Saved data entries
******************************

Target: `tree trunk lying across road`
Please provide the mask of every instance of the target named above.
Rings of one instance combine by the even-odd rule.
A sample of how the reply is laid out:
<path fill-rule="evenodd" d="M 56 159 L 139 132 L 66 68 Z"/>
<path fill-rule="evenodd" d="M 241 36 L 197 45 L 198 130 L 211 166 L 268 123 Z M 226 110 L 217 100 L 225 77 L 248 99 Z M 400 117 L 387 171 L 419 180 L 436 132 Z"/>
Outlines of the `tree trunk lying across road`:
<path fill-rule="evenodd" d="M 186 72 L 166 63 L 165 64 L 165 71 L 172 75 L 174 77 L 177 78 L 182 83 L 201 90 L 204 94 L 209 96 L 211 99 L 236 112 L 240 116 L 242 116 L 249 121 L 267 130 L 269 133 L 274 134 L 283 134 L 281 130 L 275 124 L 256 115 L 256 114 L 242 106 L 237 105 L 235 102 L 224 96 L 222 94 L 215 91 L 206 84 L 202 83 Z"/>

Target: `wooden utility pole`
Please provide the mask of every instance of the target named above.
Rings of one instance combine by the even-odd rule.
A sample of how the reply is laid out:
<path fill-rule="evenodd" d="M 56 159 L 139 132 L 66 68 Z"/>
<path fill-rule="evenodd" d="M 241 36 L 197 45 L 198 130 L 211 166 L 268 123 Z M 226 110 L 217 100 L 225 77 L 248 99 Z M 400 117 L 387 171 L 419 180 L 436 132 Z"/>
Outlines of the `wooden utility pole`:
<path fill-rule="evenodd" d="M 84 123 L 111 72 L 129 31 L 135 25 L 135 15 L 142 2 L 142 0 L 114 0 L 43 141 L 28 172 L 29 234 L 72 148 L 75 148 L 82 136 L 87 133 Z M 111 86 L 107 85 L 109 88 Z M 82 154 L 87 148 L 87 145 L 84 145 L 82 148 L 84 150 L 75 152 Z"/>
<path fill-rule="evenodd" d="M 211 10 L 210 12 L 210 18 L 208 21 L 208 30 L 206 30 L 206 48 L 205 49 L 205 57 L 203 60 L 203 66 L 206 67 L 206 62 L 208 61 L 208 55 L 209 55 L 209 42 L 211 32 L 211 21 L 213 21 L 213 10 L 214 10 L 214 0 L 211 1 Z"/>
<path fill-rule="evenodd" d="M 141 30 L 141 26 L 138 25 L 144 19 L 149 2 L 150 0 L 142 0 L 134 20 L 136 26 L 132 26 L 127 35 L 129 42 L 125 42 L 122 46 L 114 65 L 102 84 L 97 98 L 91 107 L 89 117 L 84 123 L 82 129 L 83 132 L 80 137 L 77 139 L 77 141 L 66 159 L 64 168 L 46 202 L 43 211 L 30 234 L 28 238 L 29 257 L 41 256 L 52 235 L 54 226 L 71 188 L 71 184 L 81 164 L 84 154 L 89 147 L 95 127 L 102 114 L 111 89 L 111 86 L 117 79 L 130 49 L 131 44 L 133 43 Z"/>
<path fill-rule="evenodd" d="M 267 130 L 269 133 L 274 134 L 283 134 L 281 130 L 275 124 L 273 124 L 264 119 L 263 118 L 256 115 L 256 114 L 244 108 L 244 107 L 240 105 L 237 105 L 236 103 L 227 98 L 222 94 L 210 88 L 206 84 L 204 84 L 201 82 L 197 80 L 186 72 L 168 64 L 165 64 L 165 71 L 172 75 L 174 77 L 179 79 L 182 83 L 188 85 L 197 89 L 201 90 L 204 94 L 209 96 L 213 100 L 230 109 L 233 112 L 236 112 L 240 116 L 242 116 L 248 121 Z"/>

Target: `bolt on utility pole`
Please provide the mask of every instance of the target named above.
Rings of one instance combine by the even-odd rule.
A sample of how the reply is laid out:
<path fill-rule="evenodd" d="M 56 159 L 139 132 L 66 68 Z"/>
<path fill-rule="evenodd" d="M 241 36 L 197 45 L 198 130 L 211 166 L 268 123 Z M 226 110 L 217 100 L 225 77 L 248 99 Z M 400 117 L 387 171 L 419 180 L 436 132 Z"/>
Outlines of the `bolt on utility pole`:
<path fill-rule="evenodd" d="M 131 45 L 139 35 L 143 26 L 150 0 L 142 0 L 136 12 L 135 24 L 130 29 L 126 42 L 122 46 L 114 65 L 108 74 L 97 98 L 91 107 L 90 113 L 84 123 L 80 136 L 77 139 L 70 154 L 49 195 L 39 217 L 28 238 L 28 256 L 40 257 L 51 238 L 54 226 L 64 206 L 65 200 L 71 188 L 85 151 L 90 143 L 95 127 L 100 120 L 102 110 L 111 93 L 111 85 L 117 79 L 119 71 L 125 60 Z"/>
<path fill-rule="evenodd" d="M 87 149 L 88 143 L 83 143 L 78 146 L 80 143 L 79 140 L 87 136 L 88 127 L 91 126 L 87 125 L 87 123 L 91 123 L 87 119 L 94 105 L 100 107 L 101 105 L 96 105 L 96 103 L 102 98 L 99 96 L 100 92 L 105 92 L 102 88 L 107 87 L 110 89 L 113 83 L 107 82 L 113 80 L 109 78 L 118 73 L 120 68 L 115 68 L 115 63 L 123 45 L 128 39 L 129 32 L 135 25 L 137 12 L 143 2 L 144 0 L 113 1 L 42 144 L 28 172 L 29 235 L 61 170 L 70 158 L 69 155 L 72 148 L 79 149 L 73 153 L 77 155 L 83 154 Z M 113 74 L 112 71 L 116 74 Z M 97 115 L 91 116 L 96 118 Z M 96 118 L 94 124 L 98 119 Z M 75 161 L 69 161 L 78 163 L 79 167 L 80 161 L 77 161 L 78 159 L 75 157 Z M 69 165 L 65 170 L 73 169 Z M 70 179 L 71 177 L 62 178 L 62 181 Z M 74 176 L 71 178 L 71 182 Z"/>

******************************

Given exercise: Output every line of the data above again, unchanged and character for character.

Exercise solution:
Target: `tree trunk lying across road`
Please provide the mask of every instance of the target named above.
Rings of one instance combine by the even-odd rule.
A sample of how the reply is laid out:
<path fill-rule="evenodd" d="M 56 159 L 139 132 L 66 68 Z"/>
<path fill-rule="evenodd" d="M 241 36 L 197 45 L 198 130 L 211 166 L 268 123 Z M 226 110 L 217 100 L 225 77 L 248 99 Z M 400 117 L 387 171 L 419 180 L 436 132 Z"/>
Outlines of the `tree trunk lying across road`:
<path fill-rule="evenodd" d="M 186 72 L 166 63 L 165 64 L 165 71 L 172 75 L 174 77 L 177 78 L 182 83 L 201 90 L 204 94 L 209 96 L 211 99 L 236 112 L 240 116 L 242 116 L 249 121 L 267 130 L 269 133 L 274 134 L 283 134 L 281 130 L 275 124 L 256 115 L 256 114 L 242 106 L 237 105 L 235 102 L 224 96 L 222 94 L 215 91 L 206 84 L 202 83 Z"/>

Target: `wooden utility pole`
Please provide the mask of every instance of the target named above.
Rings of one instance combine by the even-odd rule.
A sample of how the reply is laid out:
<path fill-rule="evenodd" d="M 56 159 L 139 132 L 66 68 Z"/>
<path fill-rule="evenodd" d="M 241 36 L 197 45 L 198 130 L 211 166 L 268 123 Z M 226 110 L 217 100 L 225 77 L 248 99 Z M 400 117 L 387 171 L 419 180 L 436 132 Z"/>
Outlines of the `wooden utility pole`:
<path fill-rule="evenodd" d="M 84 123 L 111 72 L 129 31 L 135 25 L 135 15 L 142 2 L 142 0 L 114 0 L 43 141 L 28 172 L 29 234 L 72 148 L 75 148 L 82 136 L 87 133 Z M 111 86 L 107 85 L 109 88 Z M 82 154 L 87 148 L 87 145 L 84 145 L 82 148 L 84 150 L 75 152 Z"/>
<path fill-rule="evenodd" d="M 211 10 L 210 12 L 210 18 L 208 21 L 208 30 L 206 30 L 206 48 L 205 49 L 205 57 L 203 60 L 203 66 L 206 67 L 206 62 L 208 61 L 208 55 L 209 55 L 209 42 L 211 32 L 211 21 L 213 21 L 213 10 L 214 10 L 214 0 L 211 1 Z"/>
<path fill-rule="evenodd" d="M 141 30 L 141 26 L 138 25 L 144 19 L 149 2 L 150 0 L 142 0 L 134 20 L 136 26 L 132 26 L 127 35 L 129 42 L 125 42 L 122 46 L 114 65 L 102 84 L 97 98 L 91 107 L 89 117 L 84 123 L 82 129 L 83 132 L 80 137 L 77 139 L 77 141 L 66 159 L 64 168 L 46 202 L 43 211 L 30 234 L 28 238 L 29 257 L 41 256 L 52 235 L 54 226 L 71 188 L 71 184 L 81 164 L 84 154 L 89 147 L 95 127 L 102 114 L 111 89 L 111 86 L 117 79 L 130 49 L 131 44 L 133 43 Z"/>
<path fill-rule="evenodd" d="M 267 130 L 269 133 L 274 134 L 283 134 L 281 130 L 275 124 L 273 124 L 264 119 L 263 118 L 256 115 L 256 114 L 244 108 L 244 107 L 240 105 L 237 105 L 236 103 L 227 98 L 222 94 L 210 88 L 206 84 L 204 84 L 201 82 L 197 80 L 186 72 L 168 64 L 165 64 L 165 71 L 172 75 L 174 77 L 179 79 L 182 83 L 188 85 L 197 89 L 201 90 L 204 94 L 209 96 L 213 100 L 230 109 L 233 112 L 236 112 L 240 116 L 242 116 L 248 121 Z"/>

Target: `bolt on utility pole`
Please provide the mask of every instance of the target named above.
Rings of one instance combine by the even-odd rule.
A sample of how the reply is laid out:
<path fill-rule="evenodd" d="M 56 159 L 139 132 L 66 68 Z"/>
<path fill-rule="evenodd" d="M 241 36 L 197 45 L 198 130 L 211 166 L 268 123 Z M 226 110 L 217 100 L 225 77 L 248 99 Z M 400 117 L 387 171 L 419 180 L 436 132 Z"/>
Outlines of the `bolt on utility pole`:
<path fill-rule="evenodd" d="M 131 45 L 139 35 L 143 26 L 150 0 L 142 0 L 136 12 L 135 24 L 130 29 L 126 42 L 122 46 L 114 65 L 108 74 L 97 98 L 91 107 L 90 113 L 84 123 L 80 136 L 77 139 L 70 154 L 49 195 L 39 217 L 28 238 L 28 256 L 40 257 L 51 238 L 54 226 L 64 206 L 65 200 L 71 188 L 85 151 L 90 143 L 95 127 L 100 120 L 102 110 L 111 93 L 111 85 L 117 79 L 119 71 L 125 60 Z"/>
<path fill-rule="evenodd" d="M 87 149 L 88 143 L 83 143 L 78 146 L 80 143 L 79 140 L 87 136 L 88 127 L 91 126 L 87 125 L 87 123 L 91 123 L 87 119 L 94 105 L 100 107 L 101 105 L 96 105 L 96 103 L 102 98 L 99 96 L 100 92 L 105 92 L 102 88 L 107 87 L 110 89 L 113 83 L 107 82 L 113 80 L 109 78 L 118 73 L 120 68 L 115 68 L 115 63 L 123 45 L 128 39 L 129 32 L 135 25 L 137 12 L 143 2 L 144 0 L 113 1 L 42 144 L 28 172 L 29 235 L 61 170 L 70 158 L 69 155 L 72 148 L 79 149 L 73 153 L 77 155 L 83 154 Z M 113 74 L 112 71 L 116 74 Z M 97 115 L 91 116 L 96 118 Z M 96 118 L 94 124 L 98 119 Z M 75 161 L 69 161 L 78 163 L 79 167 L 80 161 L 77 161 L 78 159 L 75 157 Z M 69 165 L 65 170 L 73 169 Z M 70 179 L 71 177 L 62 178 L 62 181 Z M 74 176 L 71 178 L 71 182 Z"/>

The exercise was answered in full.